GIVEN RECORDS:
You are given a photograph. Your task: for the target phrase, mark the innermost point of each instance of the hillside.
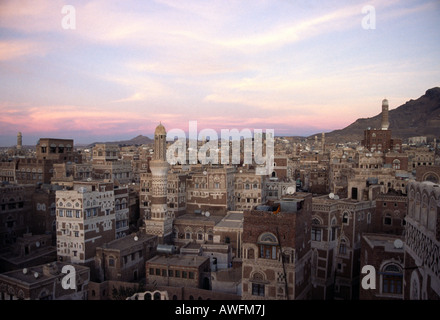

--

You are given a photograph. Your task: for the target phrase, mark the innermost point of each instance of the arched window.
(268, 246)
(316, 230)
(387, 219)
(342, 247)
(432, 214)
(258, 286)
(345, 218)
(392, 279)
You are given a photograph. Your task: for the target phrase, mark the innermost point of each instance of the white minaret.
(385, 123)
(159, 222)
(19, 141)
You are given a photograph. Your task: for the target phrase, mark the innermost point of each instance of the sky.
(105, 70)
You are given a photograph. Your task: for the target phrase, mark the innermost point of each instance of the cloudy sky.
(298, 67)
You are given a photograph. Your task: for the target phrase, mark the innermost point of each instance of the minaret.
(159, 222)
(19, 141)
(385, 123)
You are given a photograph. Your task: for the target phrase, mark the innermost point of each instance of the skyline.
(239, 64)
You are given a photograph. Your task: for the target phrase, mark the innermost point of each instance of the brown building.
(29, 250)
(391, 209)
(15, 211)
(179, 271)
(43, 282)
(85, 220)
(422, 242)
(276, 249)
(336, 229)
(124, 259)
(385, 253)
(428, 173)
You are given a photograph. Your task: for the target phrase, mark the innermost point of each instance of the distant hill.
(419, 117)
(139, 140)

---

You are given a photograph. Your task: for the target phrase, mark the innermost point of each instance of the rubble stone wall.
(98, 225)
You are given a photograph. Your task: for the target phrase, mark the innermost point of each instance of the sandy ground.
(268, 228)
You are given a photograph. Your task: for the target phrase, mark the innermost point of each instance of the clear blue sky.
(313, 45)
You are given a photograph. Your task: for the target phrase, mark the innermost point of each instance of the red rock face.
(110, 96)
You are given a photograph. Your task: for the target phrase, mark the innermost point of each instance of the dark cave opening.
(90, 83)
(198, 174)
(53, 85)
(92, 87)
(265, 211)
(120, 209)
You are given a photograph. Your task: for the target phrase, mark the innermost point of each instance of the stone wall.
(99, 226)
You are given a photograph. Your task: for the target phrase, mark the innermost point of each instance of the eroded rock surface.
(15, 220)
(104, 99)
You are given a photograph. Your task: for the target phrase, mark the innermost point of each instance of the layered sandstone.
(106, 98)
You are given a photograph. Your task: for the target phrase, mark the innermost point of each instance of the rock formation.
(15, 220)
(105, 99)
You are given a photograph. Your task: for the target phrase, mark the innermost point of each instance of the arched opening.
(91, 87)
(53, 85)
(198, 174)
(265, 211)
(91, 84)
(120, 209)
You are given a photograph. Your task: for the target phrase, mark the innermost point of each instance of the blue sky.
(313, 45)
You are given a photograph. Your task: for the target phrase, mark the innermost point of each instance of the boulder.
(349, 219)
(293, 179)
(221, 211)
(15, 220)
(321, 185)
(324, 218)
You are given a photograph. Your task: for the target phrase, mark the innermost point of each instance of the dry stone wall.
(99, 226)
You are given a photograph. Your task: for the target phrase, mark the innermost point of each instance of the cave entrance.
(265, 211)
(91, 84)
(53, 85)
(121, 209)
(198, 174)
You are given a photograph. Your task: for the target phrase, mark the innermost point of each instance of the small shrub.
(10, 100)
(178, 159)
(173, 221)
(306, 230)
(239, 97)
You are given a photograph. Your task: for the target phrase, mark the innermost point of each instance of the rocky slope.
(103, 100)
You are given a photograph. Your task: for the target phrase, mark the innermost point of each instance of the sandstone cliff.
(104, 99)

THE PROBLEM:
Locate each line of the listing above that contains the word "minaret", and copy those lines in full. Case matters.

ANSWER FOR THE TASK:
You are given a photograph. Your task: for the target phrase, mark the innermost point of each instance of the white minaret.
You are given a photograph. Your task: for the target phrase, mark the innermost point of each instance of the minaret.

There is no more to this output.